PASSAGE TO READ:
----------
NEW YORK — At this point, Abe Burmeister might be just as identifiable for his founding role at Outlier — the experimental techwear upstart he started alongside Tyler Clemens in 2008 — as he is for his trademark beard, which, according to Google, seems to be in peak, playoff-ready condition all year round.

In the event that you don’t know much about Outlier, here’s the nutshell:

  • Technical clothing brand with a stripped down, minimal aesthetic, and a sharply honed desire for fabric and product innovation.
  • Burmeister’s and Clemens’ initial idea was to create a better pair of pants that could hold up to aggressive city biking.
  • It’s grown into a cult favorite, and is a frequently-cited inspiration among the Lean Luxe subscriber base.

Abe recently spoke with fellow subscriber Colin Nagy to discuss fabric innovation, bootstrapping, and his points of reference from the design world. Below, the best talking points from that conversation, edited for brevity:

They’re basically mad scientists when it comes to fabric and materials:

“We’ve been pushing a bit further towards the extremes with our materials: heavier and tougher fabrics on one side, and then hyper lightweight and breathable on the other. No ‘Goldilocks-ing’ these days.

We’ve been working a lot with something we call ‘Injected Linen’, which uses a new knitting technique to create a fabric that is both very open, yet quite opaque. It makes pants that you can wear in the summer that feel like shorts.

We’re also working a lot with a fiber called ramie that might be the oldest fiber used by humans. It’s similar to linen but comes out of Southeast Asia. We like to think of it as the cheat code for hot and humid weather — expensive but magical.

Then of course there’s Dyneema, the world’s strongest fiber. We’ve been using it for bags for awhile now, but we’ve been playing around with less conventional uses too. It’s pretty remarkable stuff. They use it to make artificial ligaments and the like, [since] the body doesn’t reject it, which makes us think a lot about the inverse: What sort of reactions are different fabrics creating on the outside of the body?”

On Google and ‘Radical Quality’:

“We’re always trying to distill what we do down to simpler and purer forms. Right now, we’re really focused on the idea of ‘Radical Quality,’ a level of quality that goes all the way down to the roots of the product and resonates all the way through the supply chain.

The way I see it, we’re slowly emerging from an age where quality didn’t really matter. The way to succeed over the last half century was to have a good-enough product, and the best marketing and the right price. That era is over, Google killed it. A couple searches and suddenly you’ll find rarefied zones where products are dissected and analyzed in exacting detail. To win in that environment, you need to put quality first and foremost.”
----------
SUPPLIED INFORMATION:

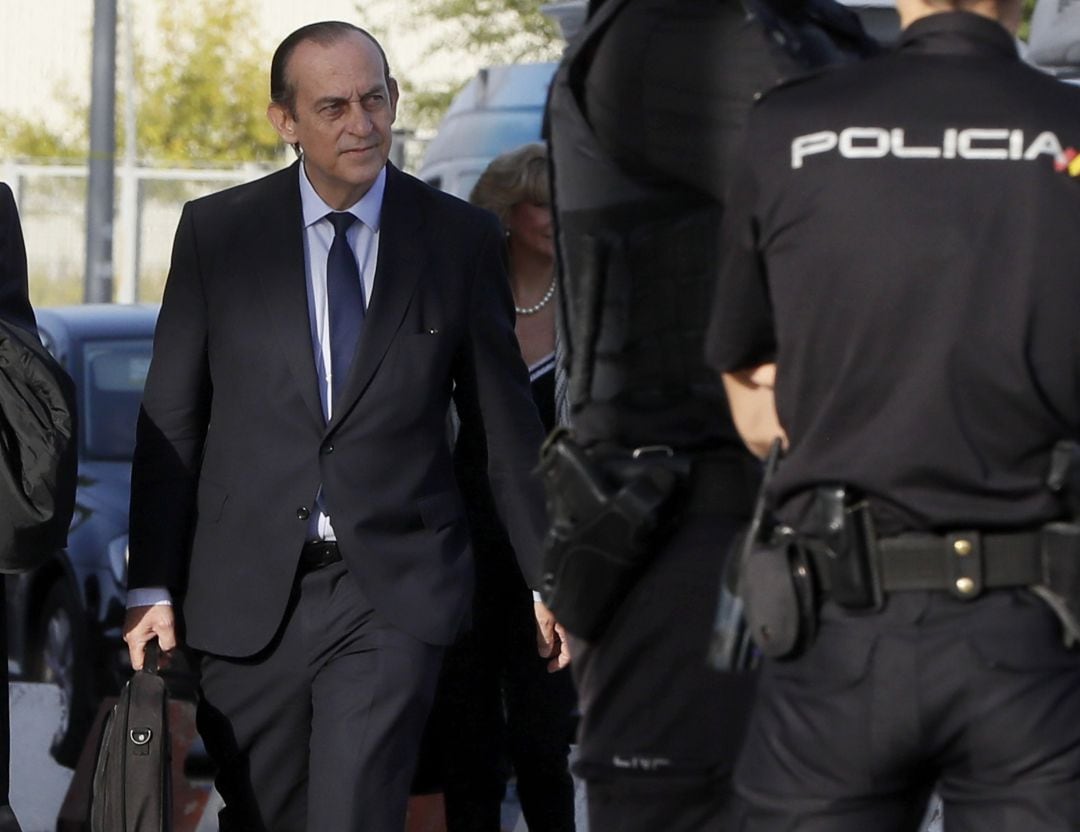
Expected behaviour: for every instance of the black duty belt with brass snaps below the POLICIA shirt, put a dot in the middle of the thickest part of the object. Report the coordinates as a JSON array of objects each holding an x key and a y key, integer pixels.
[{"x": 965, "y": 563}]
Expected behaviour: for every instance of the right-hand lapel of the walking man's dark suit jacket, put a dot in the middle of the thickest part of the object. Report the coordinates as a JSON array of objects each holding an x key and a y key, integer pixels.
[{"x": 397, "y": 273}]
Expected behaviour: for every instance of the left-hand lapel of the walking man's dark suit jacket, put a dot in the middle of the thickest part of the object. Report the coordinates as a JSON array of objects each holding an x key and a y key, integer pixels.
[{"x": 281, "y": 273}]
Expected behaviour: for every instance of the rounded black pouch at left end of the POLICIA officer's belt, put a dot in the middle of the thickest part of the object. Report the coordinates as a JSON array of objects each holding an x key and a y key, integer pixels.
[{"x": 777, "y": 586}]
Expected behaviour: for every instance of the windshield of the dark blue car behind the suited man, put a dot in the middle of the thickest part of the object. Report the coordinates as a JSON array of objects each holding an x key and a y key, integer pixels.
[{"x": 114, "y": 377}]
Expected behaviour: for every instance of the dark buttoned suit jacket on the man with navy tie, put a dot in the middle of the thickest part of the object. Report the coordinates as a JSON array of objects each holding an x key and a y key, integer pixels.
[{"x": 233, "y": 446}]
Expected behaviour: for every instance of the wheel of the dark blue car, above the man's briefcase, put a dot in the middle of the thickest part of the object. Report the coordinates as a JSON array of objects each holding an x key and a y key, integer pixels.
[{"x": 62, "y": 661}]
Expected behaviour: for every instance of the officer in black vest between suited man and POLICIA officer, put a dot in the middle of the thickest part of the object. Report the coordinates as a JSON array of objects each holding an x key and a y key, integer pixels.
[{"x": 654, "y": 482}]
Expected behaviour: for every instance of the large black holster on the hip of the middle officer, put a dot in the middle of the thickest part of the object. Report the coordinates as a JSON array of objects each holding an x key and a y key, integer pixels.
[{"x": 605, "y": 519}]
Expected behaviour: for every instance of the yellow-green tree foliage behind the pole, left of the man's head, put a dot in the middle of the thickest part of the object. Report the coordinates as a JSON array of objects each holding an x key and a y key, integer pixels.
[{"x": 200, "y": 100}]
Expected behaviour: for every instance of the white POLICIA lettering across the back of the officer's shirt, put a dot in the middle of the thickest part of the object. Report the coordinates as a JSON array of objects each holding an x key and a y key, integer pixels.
----------
WHAT TO PRODUCE:
Continue the interview excerpt on Outlier and its co-founder Abe Burmeister, starting after its last sentence.

ANSWER SECTION:
For Outlier, Reddit acts as crowdsourced R&D with a direct feedback loop:

“Reddit is a funny place and our involvement is pretty accidental. We saw traffic coming from it, dug around a bit, did an AMA. Then [we] decided to start our own subreddit as an experiment, and people showed up. Now it’s like a secret comments section to our website, the party in the VIP room.

It attracts a very particular sort of person and it’s not really anything like what reddit uses get stereotyped as. It’s a place for very text-oriented people. It’s nearly image free, sort of odd for clothing. But I’m a reader and writer, so it’s good for me personally, and it attracts a very strong core set of people who want to read and write about clothing. That makes for a great place to talk to customers and both listen to their feedback and also explain what drives a lot of what we do.”

On scale being a false benchmark:

“Outlier started as a side project and evolved into sink or swim. It’s just a series of hypothesizes and tests really — me and Tyler trying to figure out just what we could make, sell, and get away with.

The hardest lesson I have to keep learning over and over is that you cannot grow your way out of problems. Scale doesn’t make problems go away, it makes them bigger. So you need to identify problems as soon as possible and confront them head on, otherwise they’ll expand and blow up in your face later.”

On his unabashed Apple fetish:

“We love the fierce independents, Giorgio Armani, Eileen Fisher, Patagonia and Rick Owens to name a few. People who present really singular visions and can deliver them to the world.

Anyone who reads my Twitter [feed] knows I have a huge Apple fetish too. That’s really from an industrial design perspective. There’s no other company in the universe so devoted to solving tiny problems in big ways, and building the machines to execute their visions [as Apple is]. In the clothing world, probably the closest we get to that is Issey Miyake, Stone Island, [or] Arc’teryx.”

His only character flaw — he’s a Vetements fan:

“Finally, strictly for Lean Luxe — and because Paul utterly hates them — I’m happy to defend Vetements all day long. Their product-centric design model has really shaken up the fashion side of things in an important way, and it’s opening up some really interesting new pathways for the industry to evolve for the better.”